---------- Fragmento del texto ----------
FRAUDE

Caso Alhambra: «Mi cuñado la manejaba como si fuera su cortijo»

Un familiar acusa al principal implicado de tener atemorizados a los trabajadores

Macrojuicio del caso Alhambra
Macrojuicio del caso Alhambra - ÁLEX CÁMARA

La primera procesada en ser interrogada en el juicio por el caso Alhambra, María Pilar A.B., acusó el pasado lunes a su cuñado Francisco C.J., considerado por la Fiscalía «figura capital» de la «trama defraudatoria», de hacer del monumento nazarí su «cortijo» y describió el miedo que le tenían los trabajadores. Esta acusada ha sido la primera en prestar declaración ante el tribunal que juzga el supuesto fraude en los accesos al recinto monumental granadino tras ratificar el acuerdo de conformidad alcanzado con la Fiscalía y aceptar una rebaja de pena a nueve meses de prisión por delitos de apropiación indebida y falsedad.

Durante la segunda sesión de la vista oral, que sienta en el banquillo a medio centenar de acusados, María Pilar A.B., que fue administradora de la agencia de viajes Washington Irving Travel, dijo que para algunos de los principales enjuiciados, entre ellos su cuñado, la Alhambra era un «cortijo» en el que «hacían y deshacían» en cuanto a la gestión de los accesos y visitantes.

La acusada describió que conoció las irregularidades, que ella misma llegó a denunciar ante la Policía Autonómica -lo que luego daría inicio a la investigación judicial-, a raíz de tener problemas en un restaurante del que era socia junto a otros procesados. En este establecimiento observó que muchos de los clientes, en su mayoría trabajadores del Patronato público que gestiona la Alhambra, no pagaban debidamente sus consumiciones o contaban con importantes descuentos mediante una «tarjeta VIP».

María Pilar A.B. sostuvo ante el tribunal que, mediante esas consumiciones o incluso viajes, «se pagaban» a los empleados del monumento los «favores» que hacían a su cuñado, Francisco C.J. -guía de la agencia Daraxatour-, por permitir de forma irregular el acceso al monumento a los visitantes que gestionaba desde su empresa. «Actuaba como todo, como proveedor de entradas, como guía, era el multiusos de la Alhambra», sentenció al referirse al hermano de su marido, quien por su parte inicialmente también estaba procesado y que quedó fuera del caso después de que la Fiscalía y la Junta de Andalucía le retiraran el pasado jueves su acusación.

María Pilar A.B. describió además que, una vez que mostró su oposición a esa forma de gestionar el restaurante y empezó a trabajar para la agencia de viajes que administraba, se encontró con numerosos problemas por parte de cierto personal del monumento, que en cambio sí facilitaba el acceso a los grupos de Francisco C.J. Según su testimonio, los turistas gestionados por este último llegaban a entrar sin entrada en la puerta de los Palacios Nazaríes, mientras que ella tenía problemas con sus grupos y recibía «pegas» e incluso insultos.

Fastidiar el sistema

«Era joderme por joderme, como represalia», dijo ayer la acusada, al tiempo que ha sostenido que le ponían todos esos problemas porque ella, al denunciar las irregularidades, había «fastidiado» el sistema de accesos montando.

«Me hicieron la vida imposible desde el minuto uno (...) Cuando pongo la denuncia en la Policía Autonómica es porque ya estoy achicharrada», insistió María Pilar A.B., que añadió que muchos de los trabajadores mantienen «mucho miedo» a algunos de los principales encausados. A pesar de haber aceptado una condena por apropiación indebida y falsedad, aseguró ante el tribunal que nunca se hizo con ningún dinero ni usó entradas falsas y que llegó a un acuerdo con la Fiscalía, que rebajó su pena a nueve meses de cárcel, como una «oportunidad procesal», por su familia y por su fe en la Justicia.
----------
▶ [Problemas por resolver]
(A) Según la noticia sobre el caso Alhambra, ¿a cuántos meses de prisión se rebajó la pena de María Pilar A.B.?
(B) ¿Puedes reescribir el pasaje de la noticia sobre el caso Alhambra que empieza en "María Pilar A.B. sostuvo" y termina en "jueves su acusación.", cambiando "proveedor" por "suministrador"?
Usa únicamente el texto como fuente.
---------- Información extraída ----------
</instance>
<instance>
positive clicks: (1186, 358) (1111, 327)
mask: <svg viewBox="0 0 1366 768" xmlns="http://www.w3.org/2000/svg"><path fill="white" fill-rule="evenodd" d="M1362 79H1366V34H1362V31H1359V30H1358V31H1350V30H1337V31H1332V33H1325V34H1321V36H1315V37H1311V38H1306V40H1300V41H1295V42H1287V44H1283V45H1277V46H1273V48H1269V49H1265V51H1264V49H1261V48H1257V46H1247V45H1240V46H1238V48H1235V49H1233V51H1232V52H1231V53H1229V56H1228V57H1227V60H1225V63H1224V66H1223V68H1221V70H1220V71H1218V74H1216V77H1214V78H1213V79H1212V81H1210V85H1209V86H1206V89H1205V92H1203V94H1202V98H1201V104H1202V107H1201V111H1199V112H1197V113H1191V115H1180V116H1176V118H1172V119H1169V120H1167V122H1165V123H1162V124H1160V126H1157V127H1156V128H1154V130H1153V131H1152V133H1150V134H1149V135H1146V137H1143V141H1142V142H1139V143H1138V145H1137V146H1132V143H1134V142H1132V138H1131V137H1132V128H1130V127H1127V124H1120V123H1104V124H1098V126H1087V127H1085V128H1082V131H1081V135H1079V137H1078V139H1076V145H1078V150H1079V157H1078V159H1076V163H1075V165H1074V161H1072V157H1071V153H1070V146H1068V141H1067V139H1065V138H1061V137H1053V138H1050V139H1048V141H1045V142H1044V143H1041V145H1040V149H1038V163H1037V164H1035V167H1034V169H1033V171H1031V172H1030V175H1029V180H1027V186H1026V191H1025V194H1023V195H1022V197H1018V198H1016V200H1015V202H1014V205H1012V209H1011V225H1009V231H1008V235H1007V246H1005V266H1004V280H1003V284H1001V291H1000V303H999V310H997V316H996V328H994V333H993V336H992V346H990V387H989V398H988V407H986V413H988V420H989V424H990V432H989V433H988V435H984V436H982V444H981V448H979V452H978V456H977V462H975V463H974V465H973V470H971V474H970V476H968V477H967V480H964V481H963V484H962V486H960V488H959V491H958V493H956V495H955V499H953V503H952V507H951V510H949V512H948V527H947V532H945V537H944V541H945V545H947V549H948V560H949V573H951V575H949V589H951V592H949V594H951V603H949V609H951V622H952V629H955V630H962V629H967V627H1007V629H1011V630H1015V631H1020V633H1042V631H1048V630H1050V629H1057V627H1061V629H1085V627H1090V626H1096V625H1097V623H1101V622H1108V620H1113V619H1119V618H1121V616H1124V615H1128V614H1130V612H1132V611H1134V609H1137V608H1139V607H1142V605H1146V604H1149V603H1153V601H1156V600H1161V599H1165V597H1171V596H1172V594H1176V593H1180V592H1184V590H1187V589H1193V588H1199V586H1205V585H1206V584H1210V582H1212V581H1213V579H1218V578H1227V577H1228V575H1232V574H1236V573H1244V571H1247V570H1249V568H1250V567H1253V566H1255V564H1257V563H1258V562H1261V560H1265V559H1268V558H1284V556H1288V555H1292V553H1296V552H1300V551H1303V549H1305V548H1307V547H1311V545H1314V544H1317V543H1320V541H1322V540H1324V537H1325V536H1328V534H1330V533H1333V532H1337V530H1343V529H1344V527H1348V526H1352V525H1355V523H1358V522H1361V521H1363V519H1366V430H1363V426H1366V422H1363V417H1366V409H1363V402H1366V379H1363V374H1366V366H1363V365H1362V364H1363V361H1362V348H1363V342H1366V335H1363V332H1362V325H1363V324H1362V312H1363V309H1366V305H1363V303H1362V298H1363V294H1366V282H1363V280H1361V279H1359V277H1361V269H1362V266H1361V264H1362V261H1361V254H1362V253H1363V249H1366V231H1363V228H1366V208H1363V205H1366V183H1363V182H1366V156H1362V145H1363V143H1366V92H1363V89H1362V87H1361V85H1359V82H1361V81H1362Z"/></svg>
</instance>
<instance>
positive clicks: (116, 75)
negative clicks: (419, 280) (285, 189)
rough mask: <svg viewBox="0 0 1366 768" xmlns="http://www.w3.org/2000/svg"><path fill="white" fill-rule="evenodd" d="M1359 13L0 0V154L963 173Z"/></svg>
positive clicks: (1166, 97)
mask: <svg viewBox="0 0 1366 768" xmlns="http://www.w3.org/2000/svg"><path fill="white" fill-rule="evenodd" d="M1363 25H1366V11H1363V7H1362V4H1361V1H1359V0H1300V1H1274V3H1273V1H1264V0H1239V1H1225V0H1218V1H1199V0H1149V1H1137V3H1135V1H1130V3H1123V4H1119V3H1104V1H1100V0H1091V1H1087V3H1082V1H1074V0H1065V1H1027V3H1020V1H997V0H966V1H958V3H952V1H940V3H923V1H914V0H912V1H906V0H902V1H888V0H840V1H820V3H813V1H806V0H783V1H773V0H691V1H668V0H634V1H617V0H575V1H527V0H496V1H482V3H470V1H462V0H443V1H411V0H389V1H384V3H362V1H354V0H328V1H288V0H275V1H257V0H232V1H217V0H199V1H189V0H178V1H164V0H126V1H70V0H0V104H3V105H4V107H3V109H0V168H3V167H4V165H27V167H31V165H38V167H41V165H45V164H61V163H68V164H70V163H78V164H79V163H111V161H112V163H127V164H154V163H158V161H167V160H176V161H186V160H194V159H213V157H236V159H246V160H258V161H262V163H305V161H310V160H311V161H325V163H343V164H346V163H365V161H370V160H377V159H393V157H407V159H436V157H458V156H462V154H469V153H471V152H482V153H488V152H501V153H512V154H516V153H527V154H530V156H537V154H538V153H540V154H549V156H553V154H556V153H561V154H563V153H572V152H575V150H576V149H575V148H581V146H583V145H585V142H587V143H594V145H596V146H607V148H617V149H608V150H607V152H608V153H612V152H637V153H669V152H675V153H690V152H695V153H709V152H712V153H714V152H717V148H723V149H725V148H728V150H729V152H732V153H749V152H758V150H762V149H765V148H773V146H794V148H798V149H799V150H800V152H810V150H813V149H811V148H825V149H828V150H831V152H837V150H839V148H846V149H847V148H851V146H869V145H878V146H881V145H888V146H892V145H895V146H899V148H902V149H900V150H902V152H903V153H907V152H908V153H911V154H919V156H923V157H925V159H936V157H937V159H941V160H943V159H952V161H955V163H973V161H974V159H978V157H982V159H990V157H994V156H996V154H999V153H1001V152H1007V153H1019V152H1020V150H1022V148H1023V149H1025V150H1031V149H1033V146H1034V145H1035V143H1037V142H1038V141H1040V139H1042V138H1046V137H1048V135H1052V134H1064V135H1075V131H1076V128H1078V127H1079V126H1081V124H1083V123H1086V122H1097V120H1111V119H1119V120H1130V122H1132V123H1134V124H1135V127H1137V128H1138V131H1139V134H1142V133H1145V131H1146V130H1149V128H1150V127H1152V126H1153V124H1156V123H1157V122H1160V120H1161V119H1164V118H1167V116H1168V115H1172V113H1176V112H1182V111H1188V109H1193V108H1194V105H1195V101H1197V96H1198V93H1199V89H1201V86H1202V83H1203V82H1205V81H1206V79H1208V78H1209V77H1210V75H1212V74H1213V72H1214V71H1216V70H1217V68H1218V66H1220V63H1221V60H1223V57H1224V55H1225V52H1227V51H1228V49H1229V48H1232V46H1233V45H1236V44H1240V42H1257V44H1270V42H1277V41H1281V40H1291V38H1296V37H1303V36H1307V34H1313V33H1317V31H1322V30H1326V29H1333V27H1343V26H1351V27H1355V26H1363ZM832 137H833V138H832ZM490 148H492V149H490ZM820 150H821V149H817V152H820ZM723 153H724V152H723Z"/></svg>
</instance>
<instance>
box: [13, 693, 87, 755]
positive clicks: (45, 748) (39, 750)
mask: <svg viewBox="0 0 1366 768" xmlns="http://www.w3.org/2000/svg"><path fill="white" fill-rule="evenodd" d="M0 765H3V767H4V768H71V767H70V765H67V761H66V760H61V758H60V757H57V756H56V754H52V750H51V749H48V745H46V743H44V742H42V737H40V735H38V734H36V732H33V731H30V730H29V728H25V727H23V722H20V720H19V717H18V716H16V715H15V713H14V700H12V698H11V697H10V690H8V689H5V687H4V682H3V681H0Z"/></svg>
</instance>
----------
▶ [Resultados en orden]
(A) A nueve meses de prisión.

(B)
María Pilar A.B. sostuvo ante el tribunal que, mediante esas consumiciones o incluso viajes, «se pagaban» a los empleados del monumento los «favores» que hacían a su cuñado, Francisco C.J. -guía de la agencia Daraxatour-, por permitir de forma irregular el acceso al monumento a los visitantes que gestionaba desde su empresa. «Actuaba como todo, como suministrador de entradas, como guía, era el multiusos de la Alhambra», sentenció al referirse al hermano de su marido, quien por su parte inicialmente también estaba procesado y que quedó fuera del caso después de que la Fiscalía y la Junta de Andalucía le retiraran el pasado jueves su acusación.